Some records.
[START]
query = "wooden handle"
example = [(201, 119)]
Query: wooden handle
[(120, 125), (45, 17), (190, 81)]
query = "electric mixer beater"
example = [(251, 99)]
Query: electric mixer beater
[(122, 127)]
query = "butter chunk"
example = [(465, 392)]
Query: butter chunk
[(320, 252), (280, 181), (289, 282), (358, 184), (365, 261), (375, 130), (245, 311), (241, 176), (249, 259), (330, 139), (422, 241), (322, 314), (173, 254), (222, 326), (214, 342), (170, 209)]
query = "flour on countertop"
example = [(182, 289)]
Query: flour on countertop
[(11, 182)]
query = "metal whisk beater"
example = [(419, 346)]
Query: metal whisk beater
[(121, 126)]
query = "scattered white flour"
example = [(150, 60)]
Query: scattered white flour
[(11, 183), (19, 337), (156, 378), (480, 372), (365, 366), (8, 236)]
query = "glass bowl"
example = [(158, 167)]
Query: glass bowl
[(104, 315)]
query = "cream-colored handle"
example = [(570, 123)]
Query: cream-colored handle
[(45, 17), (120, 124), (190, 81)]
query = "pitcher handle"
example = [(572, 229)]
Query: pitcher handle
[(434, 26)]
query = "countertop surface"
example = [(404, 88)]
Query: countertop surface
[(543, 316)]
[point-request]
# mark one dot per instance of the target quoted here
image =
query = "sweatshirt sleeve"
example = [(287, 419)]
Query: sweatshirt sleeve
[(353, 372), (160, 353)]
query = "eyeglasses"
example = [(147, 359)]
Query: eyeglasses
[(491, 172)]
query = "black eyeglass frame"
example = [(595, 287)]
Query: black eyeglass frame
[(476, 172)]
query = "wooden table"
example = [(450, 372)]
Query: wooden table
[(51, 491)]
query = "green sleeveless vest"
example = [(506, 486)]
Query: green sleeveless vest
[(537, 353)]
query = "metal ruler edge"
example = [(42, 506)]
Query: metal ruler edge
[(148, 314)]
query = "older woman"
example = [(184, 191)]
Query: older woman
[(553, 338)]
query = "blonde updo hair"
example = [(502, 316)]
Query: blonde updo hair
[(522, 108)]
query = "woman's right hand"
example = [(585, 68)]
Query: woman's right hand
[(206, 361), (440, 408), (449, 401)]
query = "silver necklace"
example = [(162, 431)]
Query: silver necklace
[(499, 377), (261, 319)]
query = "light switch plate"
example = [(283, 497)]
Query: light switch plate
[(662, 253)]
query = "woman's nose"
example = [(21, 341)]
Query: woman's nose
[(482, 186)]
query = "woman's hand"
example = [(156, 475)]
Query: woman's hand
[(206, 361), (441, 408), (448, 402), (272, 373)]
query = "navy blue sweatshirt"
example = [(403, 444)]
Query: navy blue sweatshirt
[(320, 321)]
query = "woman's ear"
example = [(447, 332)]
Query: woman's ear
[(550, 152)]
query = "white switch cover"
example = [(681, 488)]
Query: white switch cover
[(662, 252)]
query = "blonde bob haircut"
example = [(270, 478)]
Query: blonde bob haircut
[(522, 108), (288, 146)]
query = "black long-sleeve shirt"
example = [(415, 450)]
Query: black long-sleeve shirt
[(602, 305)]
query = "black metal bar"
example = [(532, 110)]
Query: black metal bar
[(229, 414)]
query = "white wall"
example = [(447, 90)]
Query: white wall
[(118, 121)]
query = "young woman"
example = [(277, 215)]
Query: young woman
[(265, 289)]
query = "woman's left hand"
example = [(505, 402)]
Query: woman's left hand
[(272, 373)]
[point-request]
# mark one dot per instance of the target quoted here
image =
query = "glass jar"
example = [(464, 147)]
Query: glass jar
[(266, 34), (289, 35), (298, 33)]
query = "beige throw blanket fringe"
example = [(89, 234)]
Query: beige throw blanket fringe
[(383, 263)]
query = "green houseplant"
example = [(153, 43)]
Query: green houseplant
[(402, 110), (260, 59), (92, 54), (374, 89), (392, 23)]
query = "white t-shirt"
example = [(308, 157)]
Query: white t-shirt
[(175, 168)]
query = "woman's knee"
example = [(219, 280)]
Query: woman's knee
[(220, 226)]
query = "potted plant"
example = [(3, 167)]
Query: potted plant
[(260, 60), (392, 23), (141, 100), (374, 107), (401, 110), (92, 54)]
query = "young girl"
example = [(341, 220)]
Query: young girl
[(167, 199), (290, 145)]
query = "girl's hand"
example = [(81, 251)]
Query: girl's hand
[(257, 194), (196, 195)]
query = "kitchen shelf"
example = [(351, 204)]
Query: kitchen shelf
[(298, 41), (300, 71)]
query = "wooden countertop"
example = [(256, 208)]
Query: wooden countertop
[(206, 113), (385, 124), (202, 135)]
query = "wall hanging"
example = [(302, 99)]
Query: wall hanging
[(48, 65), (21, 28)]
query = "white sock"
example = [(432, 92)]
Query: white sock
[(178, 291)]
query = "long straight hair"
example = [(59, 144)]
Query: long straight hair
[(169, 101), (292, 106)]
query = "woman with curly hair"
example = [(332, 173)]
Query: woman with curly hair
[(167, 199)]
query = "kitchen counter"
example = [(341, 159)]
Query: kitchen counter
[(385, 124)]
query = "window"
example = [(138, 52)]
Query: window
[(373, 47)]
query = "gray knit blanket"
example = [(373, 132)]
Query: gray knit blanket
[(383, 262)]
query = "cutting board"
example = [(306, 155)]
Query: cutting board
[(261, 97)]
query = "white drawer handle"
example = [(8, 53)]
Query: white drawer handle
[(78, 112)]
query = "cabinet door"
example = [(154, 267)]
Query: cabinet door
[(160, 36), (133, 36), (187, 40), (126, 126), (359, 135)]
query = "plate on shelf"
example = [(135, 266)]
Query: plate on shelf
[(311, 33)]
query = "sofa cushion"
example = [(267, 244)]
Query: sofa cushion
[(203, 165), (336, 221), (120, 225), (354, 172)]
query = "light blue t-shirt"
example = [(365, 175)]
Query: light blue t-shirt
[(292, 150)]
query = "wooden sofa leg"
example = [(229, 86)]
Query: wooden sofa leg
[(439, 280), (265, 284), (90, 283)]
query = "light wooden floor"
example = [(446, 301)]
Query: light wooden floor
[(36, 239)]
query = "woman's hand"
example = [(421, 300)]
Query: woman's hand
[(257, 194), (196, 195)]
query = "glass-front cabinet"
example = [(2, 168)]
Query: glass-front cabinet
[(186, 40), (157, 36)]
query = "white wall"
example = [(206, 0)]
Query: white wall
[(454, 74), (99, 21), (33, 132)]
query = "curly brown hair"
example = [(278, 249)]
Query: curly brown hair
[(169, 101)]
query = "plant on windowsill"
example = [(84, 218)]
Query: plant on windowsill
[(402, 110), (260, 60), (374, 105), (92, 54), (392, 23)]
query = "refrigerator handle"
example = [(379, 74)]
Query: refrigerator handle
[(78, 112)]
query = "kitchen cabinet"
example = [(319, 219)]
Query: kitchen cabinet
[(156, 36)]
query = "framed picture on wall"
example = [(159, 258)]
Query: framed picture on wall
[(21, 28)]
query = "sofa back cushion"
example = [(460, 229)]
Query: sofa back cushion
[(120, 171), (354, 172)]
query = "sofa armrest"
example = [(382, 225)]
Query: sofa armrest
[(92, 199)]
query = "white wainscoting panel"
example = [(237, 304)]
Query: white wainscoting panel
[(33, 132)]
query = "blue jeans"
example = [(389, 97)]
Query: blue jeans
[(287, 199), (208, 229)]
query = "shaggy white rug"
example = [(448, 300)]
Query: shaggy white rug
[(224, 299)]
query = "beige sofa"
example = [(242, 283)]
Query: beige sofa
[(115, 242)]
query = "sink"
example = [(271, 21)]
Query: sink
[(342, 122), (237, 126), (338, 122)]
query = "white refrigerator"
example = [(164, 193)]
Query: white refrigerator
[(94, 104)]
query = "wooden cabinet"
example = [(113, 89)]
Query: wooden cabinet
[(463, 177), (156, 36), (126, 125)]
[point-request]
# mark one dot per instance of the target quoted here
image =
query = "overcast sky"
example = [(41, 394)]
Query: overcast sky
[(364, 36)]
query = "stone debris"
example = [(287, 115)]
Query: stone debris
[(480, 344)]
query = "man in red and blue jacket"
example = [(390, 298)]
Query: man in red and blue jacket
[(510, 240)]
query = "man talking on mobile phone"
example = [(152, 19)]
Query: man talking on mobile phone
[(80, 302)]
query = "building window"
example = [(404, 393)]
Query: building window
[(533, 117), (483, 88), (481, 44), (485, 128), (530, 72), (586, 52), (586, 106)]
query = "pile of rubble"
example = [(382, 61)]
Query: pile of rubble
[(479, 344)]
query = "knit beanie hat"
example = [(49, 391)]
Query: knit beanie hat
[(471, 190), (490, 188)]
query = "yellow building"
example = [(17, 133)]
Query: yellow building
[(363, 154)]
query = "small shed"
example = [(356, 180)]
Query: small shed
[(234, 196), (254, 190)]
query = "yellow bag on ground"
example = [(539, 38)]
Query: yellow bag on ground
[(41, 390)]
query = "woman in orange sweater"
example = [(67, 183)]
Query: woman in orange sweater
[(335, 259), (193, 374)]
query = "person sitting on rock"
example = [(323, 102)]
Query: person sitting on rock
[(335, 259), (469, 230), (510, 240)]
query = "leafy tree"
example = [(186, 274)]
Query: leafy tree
[END]
Directions for this task.
Starting at the first line of the records and ending at the line that contains "[(122, 127)]", including both, turn those lines into a numbered list and leave out any blank lines.

Solution to this exercise.
1. query = "wooden handle"
2. example = [(201, 119)]
3. Query: wooden handle
4. [(120, 125), (45, 17), (190, 81)]
5. query = "electric mixer beater"
6. example = [(251, 99)]
7. Query: electric mixer beater
8. [(122, 127)]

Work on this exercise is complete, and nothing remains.